Content starts
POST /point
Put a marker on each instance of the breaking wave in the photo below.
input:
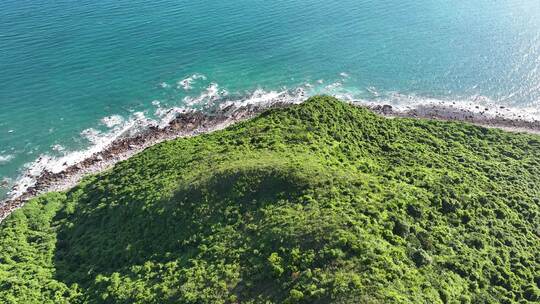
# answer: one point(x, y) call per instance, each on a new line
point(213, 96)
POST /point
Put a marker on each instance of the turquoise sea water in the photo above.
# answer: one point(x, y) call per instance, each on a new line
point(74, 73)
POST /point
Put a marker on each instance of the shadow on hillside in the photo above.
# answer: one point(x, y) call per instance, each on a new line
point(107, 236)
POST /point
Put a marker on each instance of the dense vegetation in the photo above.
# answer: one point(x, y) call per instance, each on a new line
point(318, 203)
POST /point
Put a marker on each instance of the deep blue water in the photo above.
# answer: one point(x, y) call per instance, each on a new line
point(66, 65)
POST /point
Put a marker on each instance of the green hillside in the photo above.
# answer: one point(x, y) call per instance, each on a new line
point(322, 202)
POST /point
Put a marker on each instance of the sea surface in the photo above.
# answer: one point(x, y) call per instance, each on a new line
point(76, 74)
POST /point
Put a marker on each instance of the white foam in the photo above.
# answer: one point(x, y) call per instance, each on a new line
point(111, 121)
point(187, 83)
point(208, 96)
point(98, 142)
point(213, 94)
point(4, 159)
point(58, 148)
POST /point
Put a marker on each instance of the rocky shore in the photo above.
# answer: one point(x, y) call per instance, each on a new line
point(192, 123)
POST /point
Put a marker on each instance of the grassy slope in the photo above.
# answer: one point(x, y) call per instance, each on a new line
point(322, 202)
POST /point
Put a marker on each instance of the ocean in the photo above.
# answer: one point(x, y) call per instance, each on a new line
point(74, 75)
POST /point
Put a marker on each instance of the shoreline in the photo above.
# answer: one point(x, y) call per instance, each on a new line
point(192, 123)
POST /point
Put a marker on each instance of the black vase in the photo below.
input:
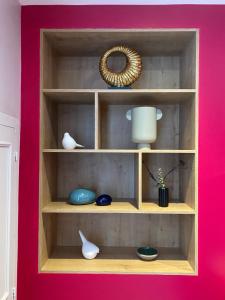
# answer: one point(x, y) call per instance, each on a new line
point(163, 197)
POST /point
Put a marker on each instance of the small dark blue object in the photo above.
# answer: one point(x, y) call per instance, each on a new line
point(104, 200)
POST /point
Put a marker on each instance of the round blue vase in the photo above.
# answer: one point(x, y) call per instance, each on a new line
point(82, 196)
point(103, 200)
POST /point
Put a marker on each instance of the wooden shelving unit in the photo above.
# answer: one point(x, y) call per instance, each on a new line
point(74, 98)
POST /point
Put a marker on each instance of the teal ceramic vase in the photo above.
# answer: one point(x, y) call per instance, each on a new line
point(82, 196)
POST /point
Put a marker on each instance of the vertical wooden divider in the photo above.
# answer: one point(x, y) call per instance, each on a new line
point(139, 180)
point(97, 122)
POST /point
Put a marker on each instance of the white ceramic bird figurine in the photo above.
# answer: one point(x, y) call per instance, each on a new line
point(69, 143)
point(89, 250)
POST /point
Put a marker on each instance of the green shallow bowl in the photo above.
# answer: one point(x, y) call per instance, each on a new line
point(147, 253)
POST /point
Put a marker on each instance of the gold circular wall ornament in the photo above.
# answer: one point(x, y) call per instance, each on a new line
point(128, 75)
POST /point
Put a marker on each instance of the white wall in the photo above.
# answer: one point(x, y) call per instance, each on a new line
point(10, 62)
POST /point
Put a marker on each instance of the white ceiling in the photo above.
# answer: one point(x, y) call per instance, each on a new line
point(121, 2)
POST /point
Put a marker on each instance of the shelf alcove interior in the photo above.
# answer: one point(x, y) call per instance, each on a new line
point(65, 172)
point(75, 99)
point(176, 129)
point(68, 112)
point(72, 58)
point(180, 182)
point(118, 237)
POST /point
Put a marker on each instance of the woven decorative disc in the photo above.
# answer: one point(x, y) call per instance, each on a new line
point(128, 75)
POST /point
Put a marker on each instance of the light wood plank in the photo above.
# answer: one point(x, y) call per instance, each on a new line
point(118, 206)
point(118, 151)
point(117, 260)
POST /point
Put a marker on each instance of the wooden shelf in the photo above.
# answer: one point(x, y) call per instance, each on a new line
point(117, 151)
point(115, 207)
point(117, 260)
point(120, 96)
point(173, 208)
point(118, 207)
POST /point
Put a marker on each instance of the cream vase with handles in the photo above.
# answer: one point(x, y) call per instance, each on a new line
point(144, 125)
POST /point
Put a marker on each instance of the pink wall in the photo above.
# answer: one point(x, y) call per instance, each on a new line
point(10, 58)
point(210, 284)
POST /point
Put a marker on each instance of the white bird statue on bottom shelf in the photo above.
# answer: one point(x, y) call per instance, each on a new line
Content ends
## [EXERCISE DIRECTIONS]
Go through the material and select each line with the string "below" in it.

## [FINISHED TASK]
Put a marker on each instance of the breaking wave in the photo below.
Put a marker on each instance of the black vase in the photo below.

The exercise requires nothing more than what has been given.